Hamburgs SPD-Vorsitzender Olaf Scholz spricht sich für Rot-Grün aus. Er erklärt die Stadtbahn für sinnvoll aber vielleicht nicht finanzierbar und lässt offen, ob er bei der Wahl 2012 als Spitzenkandidat antritt.

Redet schon wie ein Hamburger Bürgermeister: SPD-Chef Olaf Scholz. Bild: dpa
Interview von Sven-Michael Veit

taz: Herr Scholz, als Sie vor einem Jahr Vorsitzender der Hamburger SPD wurden, haben Sie der zerstrittenen Partei "Führung" angedroht. Haben Sie Ihr Wort gehalten?

Olaf Scholz: Ich denke schon. Das zeigen auch die Umfragen, die uns Wahlergebnisse um die 40 Prozent prophezeien. Die SPD wird von den Menschen wieder als Hamburg-Partei akzeptiert, die sich um die Stadt kümmert, anstatt sich zu streiten.

Dann schauen wir in die Zukunft: Am nächsten Samstag will sich die SPD auf einem Themen-Parteitag der "Beruflichen Bildung" widmen. Ist das ein Eingeständnis eines programmatischen Defizits?

Wir wollen uns intensiv mit zentralen Herausforderungen in dieser Stadt beschäftigen. Berufliche Bildung spielt da eine ganz wichtige Rolle. Unser Ziel muss sein, dass niemand weniger hat als einen Berufsabschluss oder das Abitur. Wir brauchen bei der Bildung und besonders der Berufsbildung einen Blickwechsel: Es reicht nicht, gute Ausbildung anzubieten, sie muss auch für jede und jeden erreichbar sein. Darüber wollen wir auf diesem Parteitag diskutieren.

Bei diesem Thema gibt es keine internen Differenzen. Ist das nur ein Showkongress, um der Öffentlichkeit zu demonstrieren, wie einig die SPD ist?
::::::::
- [Schriftliche Aufgabe 1] Können Sie aus dem Interview den Abschnitt von „Wir wollen uns“ bis „die SPD ist?“ wörtlich abschreiben?
- [Schriftliche Aufgabe 2]
Stimmen diese Aussagen mit dem Interview überein? Antworten Sie jeweils mit Ja oder Nein und zitieren Sie die entscheidenden Worte genau.
(a) Scholz hält die Stadtbahn für sinnvoll.
(b) Umfragen sagen der SPD Wahlergebnisse um die 30 Prozent voraus.
(c) Der Themen-Parteitag der SPD findet am nächsten Sonntag statt.
- [Schriftliche Aufgabe 3]
Was sagt das Interview zu diesen Fragen?
(a) Wer hat das Interview geführt?
(b) Welchem Thema will sich die SPD auf dem Parteitag widmen?
(c) Was soll nach Scholz' Ziel mindestens jeder haben?
Die Daten werden hier nicht gebraucht.

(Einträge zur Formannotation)
::::::::
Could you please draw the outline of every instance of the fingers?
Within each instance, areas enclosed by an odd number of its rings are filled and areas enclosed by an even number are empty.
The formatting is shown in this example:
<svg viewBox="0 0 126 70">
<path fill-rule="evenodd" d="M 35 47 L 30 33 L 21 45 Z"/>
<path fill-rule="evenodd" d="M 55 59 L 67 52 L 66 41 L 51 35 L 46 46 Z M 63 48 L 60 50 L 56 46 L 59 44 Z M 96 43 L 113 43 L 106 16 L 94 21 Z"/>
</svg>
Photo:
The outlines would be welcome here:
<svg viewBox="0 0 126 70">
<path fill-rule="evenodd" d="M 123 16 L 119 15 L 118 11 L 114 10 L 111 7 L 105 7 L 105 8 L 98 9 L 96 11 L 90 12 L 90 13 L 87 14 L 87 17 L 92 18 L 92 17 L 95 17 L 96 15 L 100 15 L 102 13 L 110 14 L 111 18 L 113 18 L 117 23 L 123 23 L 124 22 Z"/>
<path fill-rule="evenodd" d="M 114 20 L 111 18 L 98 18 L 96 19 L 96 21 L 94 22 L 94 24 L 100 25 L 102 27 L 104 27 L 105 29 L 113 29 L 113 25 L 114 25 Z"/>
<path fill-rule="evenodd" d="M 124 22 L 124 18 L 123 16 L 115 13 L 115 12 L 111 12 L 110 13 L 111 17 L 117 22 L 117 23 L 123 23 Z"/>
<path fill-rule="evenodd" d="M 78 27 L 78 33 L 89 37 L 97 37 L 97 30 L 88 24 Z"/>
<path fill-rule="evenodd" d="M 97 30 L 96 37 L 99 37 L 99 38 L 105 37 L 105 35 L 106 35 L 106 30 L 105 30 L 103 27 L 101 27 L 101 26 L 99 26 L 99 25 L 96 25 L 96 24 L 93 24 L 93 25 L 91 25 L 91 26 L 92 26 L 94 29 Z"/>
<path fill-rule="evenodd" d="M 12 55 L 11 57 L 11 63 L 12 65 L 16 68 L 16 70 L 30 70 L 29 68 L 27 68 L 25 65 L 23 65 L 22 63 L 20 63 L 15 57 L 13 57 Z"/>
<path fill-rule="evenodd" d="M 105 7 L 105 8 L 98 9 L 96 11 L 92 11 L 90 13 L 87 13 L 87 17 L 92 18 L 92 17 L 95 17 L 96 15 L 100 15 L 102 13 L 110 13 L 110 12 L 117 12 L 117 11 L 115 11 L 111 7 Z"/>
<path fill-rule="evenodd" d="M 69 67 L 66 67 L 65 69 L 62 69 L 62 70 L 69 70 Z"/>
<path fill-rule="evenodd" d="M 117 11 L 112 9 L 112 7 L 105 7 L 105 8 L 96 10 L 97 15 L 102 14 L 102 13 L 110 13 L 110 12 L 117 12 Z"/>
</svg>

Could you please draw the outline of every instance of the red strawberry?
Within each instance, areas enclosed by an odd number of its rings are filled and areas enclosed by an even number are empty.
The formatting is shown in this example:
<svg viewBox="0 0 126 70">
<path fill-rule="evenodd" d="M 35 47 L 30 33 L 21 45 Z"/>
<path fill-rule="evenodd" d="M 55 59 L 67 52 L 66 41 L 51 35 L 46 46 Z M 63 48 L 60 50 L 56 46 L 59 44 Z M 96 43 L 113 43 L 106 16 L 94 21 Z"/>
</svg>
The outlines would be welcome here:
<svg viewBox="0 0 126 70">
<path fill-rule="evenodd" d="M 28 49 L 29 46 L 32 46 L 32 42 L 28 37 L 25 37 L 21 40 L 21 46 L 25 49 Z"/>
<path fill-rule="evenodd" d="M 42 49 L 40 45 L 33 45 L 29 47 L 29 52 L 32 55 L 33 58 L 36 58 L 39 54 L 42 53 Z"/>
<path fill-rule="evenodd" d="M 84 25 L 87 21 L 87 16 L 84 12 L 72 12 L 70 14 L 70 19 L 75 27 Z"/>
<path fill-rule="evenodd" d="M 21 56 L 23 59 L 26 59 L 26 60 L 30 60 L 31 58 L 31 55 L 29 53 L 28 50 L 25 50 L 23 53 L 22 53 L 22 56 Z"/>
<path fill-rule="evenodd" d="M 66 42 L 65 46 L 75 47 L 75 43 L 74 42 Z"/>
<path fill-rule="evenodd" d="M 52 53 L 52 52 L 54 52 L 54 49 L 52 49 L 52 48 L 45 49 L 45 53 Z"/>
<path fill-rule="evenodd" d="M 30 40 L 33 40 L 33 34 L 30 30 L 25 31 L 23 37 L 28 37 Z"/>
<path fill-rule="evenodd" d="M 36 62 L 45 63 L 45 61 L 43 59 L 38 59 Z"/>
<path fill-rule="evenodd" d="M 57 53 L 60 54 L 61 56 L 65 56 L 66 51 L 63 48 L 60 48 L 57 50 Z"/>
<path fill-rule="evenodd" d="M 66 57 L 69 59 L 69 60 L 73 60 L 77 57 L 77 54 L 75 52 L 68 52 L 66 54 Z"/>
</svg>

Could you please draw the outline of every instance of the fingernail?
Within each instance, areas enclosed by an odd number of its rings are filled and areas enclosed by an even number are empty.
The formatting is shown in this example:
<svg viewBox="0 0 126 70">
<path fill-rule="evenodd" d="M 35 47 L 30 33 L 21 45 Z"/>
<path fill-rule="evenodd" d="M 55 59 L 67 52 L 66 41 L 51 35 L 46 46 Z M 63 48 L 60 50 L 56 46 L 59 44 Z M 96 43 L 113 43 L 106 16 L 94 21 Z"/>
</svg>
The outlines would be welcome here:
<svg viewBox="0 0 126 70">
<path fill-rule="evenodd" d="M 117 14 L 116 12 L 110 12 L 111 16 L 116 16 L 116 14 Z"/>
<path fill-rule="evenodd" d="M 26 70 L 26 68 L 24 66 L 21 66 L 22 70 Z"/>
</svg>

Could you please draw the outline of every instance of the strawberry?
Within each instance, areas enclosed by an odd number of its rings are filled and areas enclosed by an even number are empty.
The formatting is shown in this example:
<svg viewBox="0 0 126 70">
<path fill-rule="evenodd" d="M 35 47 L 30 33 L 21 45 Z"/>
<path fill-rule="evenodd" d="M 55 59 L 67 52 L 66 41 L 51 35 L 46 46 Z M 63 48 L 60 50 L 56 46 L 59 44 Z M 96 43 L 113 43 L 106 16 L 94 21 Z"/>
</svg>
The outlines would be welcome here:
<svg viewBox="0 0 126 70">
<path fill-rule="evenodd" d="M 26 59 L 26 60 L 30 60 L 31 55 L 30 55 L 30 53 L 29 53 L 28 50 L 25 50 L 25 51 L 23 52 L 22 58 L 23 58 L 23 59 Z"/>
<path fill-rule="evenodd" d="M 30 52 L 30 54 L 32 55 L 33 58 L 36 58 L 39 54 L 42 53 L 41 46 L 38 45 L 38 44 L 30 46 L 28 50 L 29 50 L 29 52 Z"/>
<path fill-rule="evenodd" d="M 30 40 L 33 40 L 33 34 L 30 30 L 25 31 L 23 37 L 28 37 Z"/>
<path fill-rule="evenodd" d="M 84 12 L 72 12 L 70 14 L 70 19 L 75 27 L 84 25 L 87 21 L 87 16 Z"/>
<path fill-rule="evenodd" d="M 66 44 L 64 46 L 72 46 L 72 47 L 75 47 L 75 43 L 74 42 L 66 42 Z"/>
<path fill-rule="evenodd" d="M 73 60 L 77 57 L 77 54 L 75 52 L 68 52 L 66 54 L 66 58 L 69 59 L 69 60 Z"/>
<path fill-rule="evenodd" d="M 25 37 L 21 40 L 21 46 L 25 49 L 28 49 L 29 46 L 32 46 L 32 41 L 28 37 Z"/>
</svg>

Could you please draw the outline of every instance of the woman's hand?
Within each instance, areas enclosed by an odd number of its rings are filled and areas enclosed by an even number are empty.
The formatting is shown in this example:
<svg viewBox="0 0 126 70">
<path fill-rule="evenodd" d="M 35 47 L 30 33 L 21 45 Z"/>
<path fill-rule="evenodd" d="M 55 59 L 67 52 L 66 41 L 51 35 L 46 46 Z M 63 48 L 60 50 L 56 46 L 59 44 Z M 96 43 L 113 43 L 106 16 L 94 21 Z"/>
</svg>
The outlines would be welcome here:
::::::::
- [Fertige Antwort 1]
Wir wollen uns intensiv mit zentralen Herausforderungen in dieser Stadt beschäftigen. Berufliche Bildung spielt da eine ganz wichtige Rolle. Unser Ziel muss sein, dass niemand weniger hat als einen Berufsabschluss oder das Abitur. Wir brauchen bei der Bildung und besonders der Berufsbildung einen Blickwechsel: Es reicht nicht, gute Ausbildung anzubieten, sie muss auch für jede und jeden erreichbar sein. Darüber wollen wir auf diesem Parteitag diskutieren.

Bei diesem Thema gibt es keine internen Differenzen. Ist das nur ein Showkongress, um der Öffentlichkeit zu demonstrieren, wie einig die SPD ist?

- [Fertige Antwort 2]
(a) Ja: „Er erklärt die Stadtbahn für sinnvoll“
(b) Nein: „die uns Wahlergebnisse um die 40 Prozent prophezeien“
(c) Nein: „Am nächsten Samstag will sich die SPD auf einem Themen-Parteitag“

- [Fertige Antwort 3]
(a) Sven-Michael Veit
(b) Der „Beruflichen Bildung“
(c) Einen Berufsabschluss oder das Abitur